-- Begin Data listing --

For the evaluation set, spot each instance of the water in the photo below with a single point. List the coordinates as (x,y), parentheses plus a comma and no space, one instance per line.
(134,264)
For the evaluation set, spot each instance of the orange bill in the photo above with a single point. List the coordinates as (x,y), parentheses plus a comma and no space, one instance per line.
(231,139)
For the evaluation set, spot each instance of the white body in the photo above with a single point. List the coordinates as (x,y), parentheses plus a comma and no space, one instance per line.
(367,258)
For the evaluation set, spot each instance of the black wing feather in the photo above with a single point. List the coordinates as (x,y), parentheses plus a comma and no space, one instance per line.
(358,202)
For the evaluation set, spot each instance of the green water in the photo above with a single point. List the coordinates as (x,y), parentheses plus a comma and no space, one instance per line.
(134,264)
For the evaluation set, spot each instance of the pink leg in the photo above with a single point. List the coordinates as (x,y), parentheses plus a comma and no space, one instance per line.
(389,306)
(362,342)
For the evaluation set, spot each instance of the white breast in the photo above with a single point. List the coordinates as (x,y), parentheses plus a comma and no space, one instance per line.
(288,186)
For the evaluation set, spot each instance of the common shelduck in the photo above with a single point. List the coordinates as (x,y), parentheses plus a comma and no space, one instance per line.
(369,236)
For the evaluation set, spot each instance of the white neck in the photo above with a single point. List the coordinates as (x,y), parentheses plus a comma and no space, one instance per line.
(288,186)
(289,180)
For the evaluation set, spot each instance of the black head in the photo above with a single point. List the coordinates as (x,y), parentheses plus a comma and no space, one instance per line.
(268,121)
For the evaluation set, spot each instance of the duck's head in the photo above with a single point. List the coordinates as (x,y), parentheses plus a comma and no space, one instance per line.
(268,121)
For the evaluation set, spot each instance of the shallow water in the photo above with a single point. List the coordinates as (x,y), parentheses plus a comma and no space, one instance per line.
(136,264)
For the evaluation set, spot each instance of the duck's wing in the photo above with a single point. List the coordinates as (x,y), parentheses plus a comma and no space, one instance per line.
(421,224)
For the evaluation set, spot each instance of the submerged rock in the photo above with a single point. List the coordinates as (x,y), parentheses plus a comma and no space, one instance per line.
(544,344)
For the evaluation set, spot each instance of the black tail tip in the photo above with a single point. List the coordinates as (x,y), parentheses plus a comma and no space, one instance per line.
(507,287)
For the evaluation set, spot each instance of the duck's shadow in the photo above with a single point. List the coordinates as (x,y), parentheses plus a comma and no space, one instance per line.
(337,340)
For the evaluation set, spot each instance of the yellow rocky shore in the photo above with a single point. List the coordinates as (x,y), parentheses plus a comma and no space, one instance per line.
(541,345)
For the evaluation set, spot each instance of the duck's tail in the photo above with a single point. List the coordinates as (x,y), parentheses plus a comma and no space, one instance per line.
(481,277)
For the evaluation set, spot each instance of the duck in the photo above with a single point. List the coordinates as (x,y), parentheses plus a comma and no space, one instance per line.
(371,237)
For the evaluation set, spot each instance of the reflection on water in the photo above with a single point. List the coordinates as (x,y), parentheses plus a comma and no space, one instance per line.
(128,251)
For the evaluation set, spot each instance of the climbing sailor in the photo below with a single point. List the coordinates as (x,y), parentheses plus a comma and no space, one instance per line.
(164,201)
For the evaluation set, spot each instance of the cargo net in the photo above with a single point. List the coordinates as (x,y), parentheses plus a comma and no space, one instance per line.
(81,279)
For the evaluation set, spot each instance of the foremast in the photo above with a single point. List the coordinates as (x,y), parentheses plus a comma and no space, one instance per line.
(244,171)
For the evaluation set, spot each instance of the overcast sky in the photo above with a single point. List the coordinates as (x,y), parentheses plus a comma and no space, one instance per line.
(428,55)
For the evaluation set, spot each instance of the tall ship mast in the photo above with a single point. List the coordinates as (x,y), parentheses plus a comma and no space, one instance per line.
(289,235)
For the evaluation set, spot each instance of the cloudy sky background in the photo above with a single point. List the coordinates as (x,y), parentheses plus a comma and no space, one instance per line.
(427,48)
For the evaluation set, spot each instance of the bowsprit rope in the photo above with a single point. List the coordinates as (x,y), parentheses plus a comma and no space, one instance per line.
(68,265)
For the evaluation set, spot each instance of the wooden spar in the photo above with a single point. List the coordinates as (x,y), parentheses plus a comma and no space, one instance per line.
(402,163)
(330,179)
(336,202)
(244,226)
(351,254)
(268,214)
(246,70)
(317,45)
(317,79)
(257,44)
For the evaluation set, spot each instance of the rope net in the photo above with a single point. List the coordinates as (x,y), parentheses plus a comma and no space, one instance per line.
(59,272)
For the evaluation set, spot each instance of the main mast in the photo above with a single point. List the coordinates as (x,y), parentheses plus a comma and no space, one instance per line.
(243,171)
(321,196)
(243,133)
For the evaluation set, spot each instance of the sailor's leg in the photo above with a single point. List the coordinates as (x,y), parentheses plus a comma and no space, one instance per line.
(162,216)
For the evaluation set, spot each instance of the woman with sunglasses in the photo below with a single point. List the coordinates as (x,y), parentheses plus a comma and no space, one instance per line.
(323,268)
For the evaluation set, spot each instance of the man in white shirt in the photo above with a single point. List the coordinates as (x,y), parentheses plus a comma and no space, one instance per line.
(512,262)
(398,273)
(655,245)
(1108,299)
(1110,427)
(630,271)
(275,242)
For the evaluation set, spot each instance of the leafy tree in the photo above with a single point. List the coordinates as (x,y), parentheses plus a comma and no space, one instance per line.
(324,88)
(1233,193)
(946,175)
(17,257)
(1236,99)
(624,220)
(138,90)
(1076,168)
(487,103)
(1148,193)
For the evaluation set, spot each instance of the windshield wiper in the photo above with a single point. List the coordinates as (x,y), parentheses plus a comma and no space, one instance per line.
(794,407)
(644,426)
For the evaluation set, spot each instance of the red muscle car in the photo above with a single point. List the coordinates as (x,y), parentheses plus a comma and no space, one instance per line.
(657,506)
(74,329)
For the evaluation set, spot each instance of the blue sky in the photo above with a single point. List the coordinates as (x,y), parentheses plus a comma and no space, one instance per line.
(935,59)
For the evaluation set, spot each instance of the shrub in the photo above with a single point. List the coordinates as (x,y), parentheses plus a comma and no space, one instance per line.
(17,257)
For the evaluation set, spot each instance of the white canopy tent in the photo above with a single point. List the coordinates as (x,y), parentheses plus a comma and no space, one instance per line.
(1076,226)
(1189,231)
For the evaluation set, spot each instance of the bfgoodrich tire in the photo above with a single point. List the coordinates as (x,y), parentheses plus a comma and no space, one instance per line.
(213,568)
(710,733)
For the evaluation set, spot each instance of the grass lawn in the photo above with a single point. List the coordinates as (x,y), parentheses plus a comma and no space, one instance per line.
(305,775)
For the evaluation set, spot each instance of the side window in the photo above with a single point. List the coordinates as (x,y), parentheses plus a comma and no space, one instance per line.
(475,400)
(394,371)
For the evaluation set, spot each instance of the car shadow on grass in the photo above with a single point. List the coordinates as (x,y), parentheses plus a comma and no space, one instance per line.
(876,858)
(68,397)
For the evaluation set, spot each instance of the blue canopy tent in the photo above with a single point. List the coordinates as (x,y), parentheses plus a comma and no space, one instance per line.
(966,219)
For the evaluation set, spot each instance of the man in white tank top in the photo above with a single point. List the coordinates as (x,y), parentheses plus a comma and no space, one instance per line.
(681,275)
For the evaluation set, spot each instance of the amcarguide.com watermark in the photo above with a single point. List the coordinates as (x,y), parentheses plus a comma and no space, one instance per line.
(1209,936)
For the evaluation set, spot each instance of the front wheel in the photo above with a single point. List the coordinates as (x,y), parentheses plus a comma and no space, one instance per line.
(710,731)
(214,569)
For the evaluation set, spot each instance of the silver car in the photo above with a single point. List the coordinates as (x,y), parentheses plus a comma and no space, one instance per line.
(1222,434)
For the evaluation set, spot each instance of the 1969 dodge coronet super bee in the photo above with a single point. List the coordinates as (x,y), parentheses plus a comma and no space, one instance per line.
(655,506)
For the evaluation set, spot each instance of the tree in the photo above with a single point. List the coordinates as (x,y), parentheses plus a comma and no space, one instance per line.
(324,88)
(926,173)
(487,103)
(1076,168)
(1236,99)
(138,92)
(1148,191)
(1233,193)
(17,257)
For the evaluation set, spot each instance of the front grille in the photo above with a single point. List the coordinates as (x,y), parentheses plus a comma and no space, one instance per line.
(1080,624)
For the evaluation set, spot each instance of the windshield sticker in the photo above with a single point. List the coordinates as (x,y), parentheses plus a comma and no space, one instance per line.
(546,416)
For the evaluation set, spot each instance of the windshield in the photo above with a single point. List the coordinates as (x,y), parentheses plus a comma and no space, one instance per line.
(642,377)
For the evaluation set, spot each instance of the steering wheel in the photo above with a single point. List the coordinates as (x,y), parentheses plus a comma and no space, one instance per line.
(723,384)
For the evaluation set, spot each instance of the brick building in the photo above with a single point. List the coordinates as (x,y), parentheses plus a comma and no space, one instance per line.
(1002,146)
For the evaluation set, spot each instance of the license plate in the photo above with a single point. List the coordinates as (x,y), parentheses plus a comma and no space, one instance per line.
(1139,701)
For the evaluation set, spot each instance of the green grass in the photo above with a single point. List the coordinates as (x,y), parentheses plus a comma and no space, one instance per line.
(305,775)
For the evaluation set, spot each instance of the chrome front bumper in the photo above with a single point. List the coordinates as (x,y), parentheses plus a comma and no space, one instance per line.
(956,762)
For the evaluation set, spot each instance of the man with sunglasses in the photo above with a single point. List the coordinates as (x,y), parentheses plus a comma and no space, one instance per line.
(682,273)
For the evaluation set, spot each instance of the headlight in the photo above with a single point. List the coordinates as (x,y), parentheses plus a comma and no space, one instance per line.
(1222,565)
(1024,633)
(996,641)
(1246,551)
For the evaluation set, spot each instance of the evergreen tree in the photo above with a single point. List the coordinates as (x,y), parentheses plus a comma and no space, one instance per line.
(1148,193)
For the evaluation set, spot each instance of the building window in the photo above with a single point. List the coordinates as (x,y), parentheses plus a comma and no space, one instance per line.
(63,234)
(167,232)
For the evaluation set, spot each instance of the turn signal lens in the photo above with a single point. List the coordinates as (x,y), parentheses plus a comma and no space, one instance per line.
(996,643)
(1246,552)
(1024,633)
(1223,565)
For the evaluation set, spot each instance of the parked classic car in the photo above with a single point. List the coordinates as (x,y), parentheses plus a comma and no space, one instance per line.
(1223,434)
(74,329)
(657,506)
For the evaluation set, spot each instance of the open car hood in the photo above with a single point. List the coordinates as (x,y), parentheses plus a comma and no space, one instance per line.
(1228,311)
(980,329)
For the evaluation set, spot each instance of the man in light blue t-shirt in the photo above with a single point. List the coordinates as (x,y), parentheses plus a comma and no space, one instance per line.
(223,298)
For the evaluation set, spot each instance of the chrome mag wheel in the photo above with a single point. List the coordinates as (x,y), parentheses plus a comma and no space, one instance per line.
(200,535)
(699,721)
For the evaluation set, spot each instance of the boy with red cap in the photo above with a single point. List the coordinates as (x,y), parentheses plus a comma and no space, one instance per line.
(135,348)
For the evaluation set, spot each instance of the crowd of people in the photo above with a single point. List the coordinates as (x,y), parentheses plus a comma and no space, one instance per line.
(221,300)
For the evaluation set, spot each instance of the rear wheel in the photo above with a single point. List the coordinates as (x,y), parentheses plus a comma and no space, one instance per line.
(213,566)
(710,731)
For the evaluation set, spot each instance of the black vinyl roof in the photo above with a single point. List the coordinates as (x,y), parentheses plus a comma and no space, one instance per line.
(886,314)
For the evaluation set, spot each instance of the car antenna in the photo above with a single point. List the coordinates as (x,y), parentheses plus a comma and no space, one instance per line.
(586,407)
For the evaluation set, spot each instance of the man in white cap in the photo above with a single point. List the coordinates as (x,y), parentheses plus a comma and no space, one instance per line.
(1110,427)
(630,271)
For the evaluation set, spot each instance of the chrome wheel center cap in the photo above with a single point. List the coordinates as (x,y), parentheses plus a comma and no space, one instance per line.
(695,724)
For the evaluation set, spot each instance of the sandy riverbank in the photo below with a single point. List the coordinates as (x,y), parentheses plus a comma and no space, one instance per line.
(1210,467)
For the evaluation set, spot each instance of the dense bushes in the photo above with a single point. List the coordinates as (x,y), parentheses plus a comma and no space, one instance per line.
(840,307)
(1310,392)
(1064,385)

-- End Data listing --

**Set task:** Beginning at the line that contains "For the evaluation set, spot each instance of the sandy", retype each line of the listing up to and including the last one, exactly as it stands, and nothing else.

**Written response:**
For the evaluation set, spot each instance of the sandy riverbank in the photo below with a single point. List the coordinates as (x,y), parentheses plus a comma and no space, one instance per line.
(1210,467)
For the evaluation set, spot each instance of the dense bushes in the photo above with a single point. List the coordinates as (x,y), parentheses plus a comma and no space, one instance per line.
(840,307)
(1310,392)
(1064,385)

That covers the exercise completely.